In step S111, the recognition unit 111 recognizes the speed limit sign S installed on the road where the vehicle 1 is travelling. More in detail, the recognition unit 111 acquires the image 121 obtained by the in-vehicle camera C and recognizes the speed limit sign S by analyzing the image 121. Furthermore, the recognition unit 111 recognizes the number described on the speed limit sign S based on the image of the recognized speed limit sign S. In other words, the speed limit acquiring apparatus 100 acquires the information on the speed limit indicated by the speed limit sign S. Typically, the recognition unit 111 recognizes the speed limit sign S and the speed limit from the image 121 by using an image recognition artificial intelligence (AI). The image recognition AI is beforehand created through a learning technique such as deep learning. For example, the image recognition AI is obtained through learning so as to be able to detect various signs in the image 121 and further identify the types of the detected signs. As another example, the image recognition AI may be obtained through learning so as to be able to detect the speed limit sign S in the image 121. In any of the cases, the speed limit sign S and the speed limit indicated thereby can be recognized by using the in-vehicle camera C and the image recognition AI.

The same holds true for the case where the speed limit sign S is the specific speed limit sign SP with respect to a specific vehicle category. The specific speed limit sign SP is constituted of a combination of the main sign and the auxiliary sign. The main sign indicates the posted speed limit VL-S. Meanwhile, the auxiliary sign includes information (example: an icon) indicating the specific vehicle category and indicates whether or not the posted speed limit VL-S indicated by the main sign is applied to the specific vehicle category. The recognition unit 111 recognizes the main sign and the auxiliary sign from the image 121 by using the image recognition AI. Furthermore, the recognition unit 111 acquires information on the posted speed limit VL-S from the main sign and acquires information on the specific vehicle category from the auxiliary sign. As above, the recognition unit 111 can acquire information indicating the content of the specific speed limit sign SP (the posted speed limit VL-S and the specific vehicle category).

There is hereafter considered a case where the recognized speed limit sign S is the specific speed limit sign SP.

In step S112, the determination unit 112 acquires the vehicle category information 122 and recognizes the first vehicle category, which is the vehicle category of the vehicle 1. Furthermore, the determination unit 112 determines whether or not the specific vehicle category indicated by the specific speed limit sign SP coincide with the first vehicle category. When the specific vehicle category is the first vehicle category (step S112; Yes), the process is put forward to step S113. On the other hand, when the specific vehicle category is not the first vehicle category (step S112; No), the process is put forward to step S114.

In step S113, the conversion unit 113 employs the posted speed limit VL-S as the first speed limit applied to the vehicle 1. In this stage, the conversion unit 113 may employ the posted speed limit VL-S as it is as the first speed limit without using the conversion table 123.

→ Given exercise 1: In the speed limit sign passage, what does the main sign of the specific speed limit sign SP indicate?
→ Given exercise 2: Reproduce word for word the part of the speed limit sign passage that opens with the words containing "In step S113, the" and closes with "conversion table 123.".
The rows come from a different source than the speed limit sign passage.

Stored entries
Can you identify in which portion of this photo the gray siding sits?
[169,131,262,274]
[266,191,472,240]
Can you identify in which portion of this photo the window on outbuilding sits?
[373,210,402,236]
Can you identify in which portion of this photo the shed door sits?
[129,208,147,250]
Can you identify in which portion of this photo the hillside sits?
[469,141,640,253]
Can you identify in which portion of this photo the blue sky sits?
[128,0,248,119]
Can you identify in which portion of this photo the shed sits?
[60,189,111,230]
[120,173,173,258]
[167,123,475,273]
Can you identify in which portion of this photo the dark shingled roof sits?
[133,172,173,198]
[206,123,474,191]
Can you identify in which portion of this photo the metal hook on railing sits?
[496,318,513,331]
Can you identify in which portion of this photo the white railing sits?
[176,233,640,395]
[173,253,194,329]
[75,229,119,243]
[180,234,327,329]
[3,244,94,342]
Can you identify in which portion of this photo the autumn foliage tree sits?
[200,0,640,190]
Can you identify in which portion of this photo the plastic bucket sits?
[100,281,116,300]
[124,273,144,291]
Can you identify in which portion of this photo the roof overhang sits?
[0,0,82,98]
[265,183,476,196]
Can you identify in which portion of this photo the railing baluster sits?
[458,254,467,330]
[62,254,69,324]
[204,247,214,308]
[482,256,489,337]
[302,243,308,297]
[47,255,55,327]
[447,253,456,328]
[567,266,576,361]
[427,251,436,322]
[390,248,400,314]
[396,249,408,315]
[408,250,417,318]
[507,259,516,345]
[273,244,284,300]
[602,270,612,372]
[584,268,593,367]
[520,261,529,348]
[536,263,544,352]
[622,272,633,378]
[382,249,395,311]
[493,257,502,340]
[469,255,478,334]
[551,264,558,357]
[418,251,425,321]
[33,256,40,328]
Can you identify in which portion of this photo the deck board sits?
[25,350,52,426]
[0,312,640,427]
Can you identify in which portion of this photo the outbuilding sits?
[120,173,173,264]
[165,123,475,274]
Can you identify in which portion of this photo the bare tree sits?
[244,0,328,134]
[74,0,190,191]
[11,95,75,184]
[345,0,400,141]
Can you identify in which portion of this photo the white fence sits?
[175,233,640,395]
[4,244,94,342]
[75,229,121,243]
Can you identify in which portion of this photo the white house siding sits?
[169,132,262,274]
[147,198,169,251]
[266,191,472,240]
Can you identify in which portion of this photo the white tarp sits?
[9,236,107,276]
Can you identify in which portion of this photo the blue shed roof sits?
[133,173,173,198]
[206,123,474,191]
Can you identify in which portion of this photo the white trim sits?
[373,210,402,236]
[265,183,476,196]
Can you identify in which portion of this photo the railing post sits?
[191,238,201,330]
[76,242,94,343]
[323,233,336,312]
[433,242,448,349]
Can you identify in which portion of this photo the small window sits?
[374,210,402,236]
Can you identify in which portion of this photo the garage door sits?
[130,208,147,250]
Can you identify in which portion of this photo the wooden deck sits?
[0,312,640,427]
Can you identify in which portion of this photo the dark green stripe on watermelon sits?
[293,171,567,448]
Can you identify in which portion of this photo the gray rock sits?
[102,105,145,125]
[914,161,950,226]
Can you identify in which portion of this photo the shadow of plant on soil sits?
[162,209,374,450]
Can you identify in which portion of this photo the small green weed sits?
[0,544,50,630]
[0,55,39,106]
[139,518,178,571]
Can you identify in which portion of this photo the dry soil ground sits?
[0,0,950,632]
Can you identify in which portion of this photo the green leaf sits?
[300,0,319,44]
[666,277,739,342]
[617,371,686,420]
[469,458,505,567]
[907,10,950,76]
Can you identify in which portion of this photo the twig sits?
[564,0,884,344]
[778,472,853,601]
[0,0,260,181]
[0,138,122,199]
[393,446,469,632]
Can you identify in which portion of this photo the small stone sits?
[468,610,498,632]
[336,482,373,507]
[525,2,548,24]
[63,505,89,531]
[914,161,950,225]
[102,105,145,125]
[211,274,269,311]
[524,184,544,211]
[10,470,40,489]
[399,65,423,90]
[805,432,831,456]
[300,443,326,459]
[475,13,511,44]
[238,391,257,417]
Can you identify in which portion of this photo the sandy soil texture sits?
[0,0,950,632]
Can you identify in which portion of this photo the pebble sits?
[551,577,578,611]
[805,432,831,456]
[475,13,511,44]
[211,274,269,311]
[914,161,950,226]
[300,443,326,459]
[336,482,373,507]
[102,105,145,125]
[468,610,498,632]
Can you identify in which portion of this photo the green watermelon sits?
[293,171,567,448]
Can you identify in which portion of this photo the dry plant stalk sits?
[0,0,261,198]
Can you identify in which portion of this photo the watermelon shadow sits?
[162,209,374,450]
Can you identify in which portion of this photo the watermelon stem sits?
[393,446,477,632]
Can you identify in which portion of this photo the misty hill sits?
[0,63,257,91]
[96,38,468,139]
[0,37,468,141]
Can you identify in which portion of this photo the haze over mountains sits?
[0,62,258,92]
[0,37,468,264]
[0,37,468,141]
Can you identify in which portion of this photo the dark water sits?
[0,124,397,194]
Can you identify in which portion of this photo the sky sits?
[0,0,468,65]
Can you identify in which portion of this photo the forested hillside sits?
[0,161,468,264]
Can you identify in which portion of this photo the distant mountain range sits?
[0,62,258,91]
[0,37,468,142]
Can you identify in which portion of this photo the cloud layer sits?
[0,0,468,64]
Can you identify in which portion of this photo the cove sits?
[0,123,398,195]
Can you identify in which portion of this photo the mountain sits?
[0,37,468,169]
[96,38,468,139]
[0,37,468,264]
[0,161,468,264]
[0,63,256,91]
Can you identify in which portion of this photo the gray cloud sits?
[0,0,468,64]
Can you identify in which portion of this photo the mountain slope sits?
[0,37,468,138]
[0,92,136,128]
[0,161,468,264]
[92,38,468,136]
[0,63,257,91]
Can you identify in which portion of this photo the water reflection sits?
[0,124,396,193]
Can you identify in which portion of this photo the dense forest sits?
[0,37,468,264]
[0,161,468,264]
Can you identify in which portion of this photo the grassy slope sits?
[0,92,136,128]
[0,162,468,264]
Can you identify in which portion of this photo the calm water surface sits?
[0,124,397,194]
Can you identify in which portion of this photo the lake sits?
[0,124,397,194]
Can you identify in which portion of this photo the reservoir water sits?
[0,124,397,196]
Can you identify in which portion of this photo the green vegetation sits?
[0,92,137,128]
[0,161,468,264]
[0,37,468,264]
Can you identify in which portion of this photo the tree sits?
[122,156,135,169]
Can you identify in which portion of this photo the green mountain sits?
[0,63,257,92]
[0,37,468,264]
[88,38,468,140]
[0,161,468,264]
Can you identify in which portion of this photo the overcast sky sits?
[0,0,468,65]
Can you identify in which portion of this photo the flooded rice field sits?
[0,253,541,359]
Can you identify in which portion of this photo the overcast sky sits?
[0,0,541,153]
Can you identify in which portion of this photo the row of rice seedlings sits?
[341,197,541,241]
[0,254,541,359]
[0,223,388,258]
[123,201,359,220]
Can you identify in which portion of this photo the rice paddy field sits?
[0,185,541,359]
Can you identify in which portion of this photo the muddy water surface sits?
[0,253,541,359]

→ Exercise result 1: The posted speed limit VL-S.

→ Exercise result 2:
In step S113, the conversion unit 113 employs the posted speed limit VL-S as the first speed limit applied to the vehicle 1. In this stage, the conversion unit 113 may employ the posted speed limit VL-S as it is as the first speed limit without using the conversion table 123.